▸ Assignment: In the passage on paying for potential cures, how many gene therapy reviews has ICER completed?

▸ Quoted passage:
════════════════════
The time is rapidly approaching when health care funders and health care systems around the world must be able to manage a growing number of drugs offering potential cures for a wide range of illnesses. The innovation pipeline includes potential cures for haemophilia, sickle cell disease, and numerous other genetically-based conditions. Individually, each treatment will be extremely expensive, and in the aggregate their costs are projected to have a substantial impact on the affordability of health care. Stated frankly, health systems today are ill prepared to face the challenge of assessing and paying for the potential cures that will soon become available.
As the leading health technology assessment organization in the US, ICER has completed reviews of three gene therapies and is in the midst of a fourth review. Dr Steven Pearson, ICER’s President, will discuss the distinctive challenges in analysing the clinical and cost-effectiveness of these therapies, and the lessons learned to date. As part of this discussion Dr Pearson will present the early outlines of options for new methods to calculate “value-based” prices for potential cures that offer magnitudes of health gains and future cost offsets that have never been generated by traditional treatments.
════════════════════
▸ Extracted entries:

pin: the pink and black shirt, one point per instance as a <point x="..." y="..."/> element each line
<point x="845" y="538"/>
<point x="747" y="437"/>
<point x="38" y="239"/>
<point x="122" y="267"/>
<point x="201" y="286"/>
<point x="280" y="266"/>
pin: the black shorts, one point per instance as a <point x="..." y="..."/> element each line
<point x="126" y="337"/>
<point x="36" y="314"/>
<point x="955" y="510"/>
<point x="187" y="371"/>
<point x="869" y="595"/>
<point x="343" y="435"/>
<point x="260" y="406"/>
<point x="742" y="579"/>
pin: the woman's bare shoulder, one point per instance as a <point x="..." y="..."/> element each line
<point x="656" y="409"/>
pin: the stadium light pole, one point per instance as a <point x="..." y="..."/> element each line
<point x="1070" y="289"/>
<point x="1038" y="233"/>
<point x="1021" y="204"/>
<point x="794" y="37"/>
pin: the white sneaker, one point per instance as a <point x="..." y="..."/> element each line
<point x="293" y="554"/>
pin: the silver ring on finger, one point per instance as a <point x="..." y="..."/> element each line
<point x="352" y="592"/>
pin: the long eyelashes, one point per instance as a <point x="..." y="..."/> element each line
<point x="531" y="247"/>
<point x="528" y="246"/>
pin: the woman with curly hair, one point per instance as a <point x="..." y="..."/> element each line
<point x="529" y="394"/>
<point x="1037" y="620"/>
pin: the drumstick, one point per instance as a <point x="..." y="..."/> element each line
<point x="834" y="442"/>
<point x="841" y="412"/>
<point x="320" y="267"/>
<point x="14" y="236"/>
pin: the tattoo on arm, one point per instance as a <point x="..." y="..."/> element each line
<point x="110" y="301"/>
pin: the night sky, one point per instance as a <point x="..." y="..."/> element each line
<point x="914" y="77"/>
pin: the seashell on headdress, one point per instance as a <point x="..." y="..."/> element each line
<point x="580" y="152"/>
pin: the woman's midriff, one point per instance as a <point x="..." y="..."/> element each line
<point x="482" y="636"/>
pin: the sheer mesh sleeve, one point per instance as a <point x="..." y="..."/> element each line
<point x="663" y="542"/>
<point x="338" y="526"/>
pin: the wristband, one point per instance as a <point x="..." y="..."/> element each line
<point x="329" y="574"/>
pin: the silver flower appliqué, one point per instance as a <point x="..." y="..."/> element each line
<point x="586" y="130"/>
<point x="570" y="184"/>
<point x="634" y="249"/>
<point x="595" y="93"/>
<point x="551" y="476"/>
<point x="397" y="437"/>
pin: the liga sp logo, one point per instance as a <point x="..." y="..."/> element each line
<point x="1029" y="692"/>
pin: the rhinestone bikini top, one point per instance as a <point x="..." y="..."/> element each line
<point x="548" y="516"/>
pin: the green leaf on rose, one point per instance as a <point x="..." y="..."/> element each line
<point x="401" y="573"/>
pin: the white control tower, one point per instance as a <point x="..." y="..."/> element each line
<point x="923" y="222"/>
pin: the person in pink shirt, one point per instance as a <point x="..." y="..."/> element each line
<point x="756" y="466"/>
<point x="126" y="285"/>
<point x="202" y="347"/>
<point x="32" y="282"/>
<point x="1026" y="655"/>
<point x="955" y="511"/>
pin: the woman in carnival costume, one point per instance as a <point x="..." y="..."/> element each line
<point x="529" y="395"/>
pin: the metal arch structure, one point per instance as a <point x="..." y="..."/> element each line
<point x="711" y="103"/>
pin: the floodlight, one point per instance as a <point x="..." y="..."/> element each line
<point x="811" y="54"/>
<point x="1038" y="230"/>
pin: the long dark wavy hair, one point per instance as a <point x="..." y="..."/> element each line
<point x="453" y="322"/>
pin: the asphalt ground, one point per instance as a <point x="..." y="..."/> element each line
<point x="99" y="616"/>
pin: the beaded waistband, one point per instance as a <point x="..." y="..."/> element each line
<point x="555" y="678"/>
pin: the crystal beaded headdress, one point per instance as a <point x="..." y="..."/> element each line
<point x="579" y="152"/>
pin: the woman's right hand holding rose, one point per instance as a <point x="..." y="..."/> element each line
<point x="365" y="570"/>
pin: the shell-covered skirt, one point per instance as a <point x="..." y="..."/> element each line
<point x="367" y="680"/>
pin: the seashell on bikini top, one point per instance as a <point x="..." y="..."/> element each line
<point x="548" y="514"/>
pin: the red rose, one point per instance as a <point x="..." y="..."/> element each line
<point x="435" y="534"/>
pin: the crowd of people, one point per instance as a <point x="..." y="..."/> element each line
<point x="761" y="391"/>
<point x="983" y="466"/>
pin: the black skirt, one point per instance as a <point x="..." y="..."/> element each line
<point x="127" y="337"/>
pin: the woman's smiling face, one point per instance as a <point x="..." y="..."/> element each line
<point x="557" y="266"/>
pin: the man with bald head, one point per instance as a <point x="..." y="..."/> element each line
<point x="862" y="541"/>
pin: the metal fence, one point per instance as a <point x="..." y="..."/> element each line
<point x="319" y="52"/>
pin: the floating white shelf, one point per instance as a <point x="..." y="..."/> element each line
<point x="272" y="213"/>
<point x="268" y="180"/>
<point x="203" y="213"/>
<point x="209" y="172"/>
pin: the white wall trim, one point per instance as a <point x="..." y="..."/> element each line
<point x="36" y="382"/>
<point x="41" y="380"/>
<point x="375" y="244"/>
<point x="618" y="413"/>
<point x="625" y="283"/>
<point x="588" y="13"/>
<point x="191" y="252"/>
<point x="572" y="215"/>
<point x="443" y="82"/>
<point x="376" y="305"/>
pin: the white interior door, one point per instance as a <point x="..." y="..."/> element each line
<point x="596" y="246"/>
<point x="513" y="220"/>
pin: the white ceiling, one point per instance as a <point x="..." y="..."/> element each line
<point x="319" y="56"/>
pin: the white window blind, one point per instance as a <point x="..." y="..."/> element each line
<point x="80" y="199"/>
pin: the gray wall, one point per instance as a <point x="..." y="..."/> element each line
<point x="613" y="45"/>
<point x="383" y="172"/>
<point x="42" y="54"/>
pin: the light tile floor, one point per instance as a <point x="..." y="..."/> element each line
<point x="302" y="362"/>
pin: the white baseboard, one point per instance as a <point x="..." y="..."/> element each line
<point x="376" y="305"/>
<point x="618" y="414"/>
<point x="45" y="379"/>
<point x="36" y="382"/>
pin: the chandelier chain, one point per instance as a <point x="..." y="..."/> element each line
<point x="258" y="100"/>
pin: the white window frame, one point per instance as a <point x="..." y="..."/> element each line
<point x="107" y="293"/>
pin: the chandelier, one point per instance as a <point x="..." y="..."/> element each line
════════════════════
▸ Answer to this task: Three